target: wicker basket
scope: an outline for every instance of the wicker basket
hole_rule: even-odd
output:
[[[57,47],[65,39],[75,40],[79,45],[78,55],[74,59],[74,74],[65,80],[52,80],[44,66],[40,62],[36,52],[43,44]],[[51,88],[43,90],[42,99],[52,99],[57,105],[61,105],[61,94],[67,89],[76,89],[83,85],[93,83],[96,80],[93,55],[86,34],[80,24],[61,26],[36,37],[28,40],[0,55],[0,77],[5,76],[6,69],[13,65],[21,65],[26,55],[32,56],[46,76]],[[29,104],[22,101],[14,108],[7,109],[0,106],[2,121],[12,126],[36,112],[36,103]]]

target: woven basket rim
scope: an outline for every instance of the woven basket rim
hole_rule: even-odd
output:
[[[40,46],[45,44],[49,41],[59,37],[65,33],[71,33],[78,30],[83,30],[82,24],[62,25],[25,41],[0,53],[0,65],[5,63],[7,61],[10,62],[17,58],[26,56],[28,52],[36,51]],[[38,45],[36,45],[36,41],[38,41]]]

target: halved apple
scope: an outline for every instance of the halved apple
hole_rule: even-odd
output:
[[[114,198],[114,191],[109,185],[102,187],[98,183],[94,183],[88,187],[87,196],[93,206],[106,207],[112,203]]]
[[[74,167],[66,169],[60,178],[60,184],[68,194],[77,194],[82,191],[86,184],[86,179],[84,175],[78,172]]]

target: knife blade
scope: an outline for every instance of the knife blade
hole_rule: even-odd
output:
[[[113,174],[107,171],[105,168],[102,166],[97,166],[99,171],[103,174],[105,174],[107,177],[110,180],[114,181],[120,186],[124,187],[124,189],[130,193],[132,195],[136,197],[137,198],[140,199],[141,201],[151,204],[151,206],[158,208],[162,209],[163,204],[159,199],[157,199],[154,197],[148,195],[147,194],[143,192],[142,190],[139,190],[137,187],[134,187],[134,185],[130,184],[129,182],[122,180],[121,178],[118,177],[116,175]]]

AIM OF THE TASK ->
Rewrite all the records above with every "outline" changed to "polygon", leaving everything else unchanged.

EXERCISE RESPONSE ->
target: wicker basket
scope: an polygon for every instance of the wicker basket
hole_rule: even-odd
output:
[[[57,47],[65,39],[75,40],[79,45],[78,55],[74,59],[74,74],[65,80],[52,80],[44,66],[40,62],[36,52],[43,44]],[[51,88],[43,90],[42,99],[52,99],[57,105],[61,105],[61,94],[67,89],[76,89],[83,85],[93,83],[96,80],[93,55],[86,34],[80,24],[61,26],[36,37],[28,40],[0,55],[0,77],[5,76],[6,69],[13,65],[21,65],[26,55],[32,56],[46,76]],[[29,104],[22,101],[14,108],[7,109],[0,106],[2,121],[12,126],[36,112],[36,103]]]

target: woven basket rim
scope: an polygon for every instance of the woven basket rim
hole_rule: even-odd
output:
[[[40,46],[45,44],[49,41],[59,37],[65,33],[71,33],[78,30],[83,30],[82,24],[62,25],[25,41],[0,53],[0,65],[5,63],[7,61],[10,62],[17,58],[26,56],[28,52],[36,51]],[[38,45],[36,45],[36,41],[38,41]]]

target: halved apple
scope: an polygon for every instance of the halved apple
hole_rule: even-odd
output:
[[[114,198],[114,191],[109,185],[102,187],[98,183],[94,183],[88,187],[87,196],[93,206],[106,207],[112,203]]]
[[[74,167],[66,169],[60,178],[60,184],[68,194],[77,194],[82,191],[86,184],[86,179],[84,175],[78,172]]]

target: knife blade
scope: an polygon for every instance of the knife blade
hole_rule: even-odd
output:
[[[113,174],[107,171],[105,168],[102,166],[97,166],[99,171],[103,174],[105,174],[107,177],[110,180],[114,181],[120,186],[124,187],[124,189],[130,193],[132,195],[136,197],[137,198],[140,199],[141,201],[151,204],[151,206],[158,208],[162,209],[163,204],[159,199],[157,199],[154,197],[148,195],[147,194],[143,192],[142,190],[139,190],[137,187],[134,187],[134,185],[130,184],[129,182],[122,180],[121,178],[118,177],[116,175]]]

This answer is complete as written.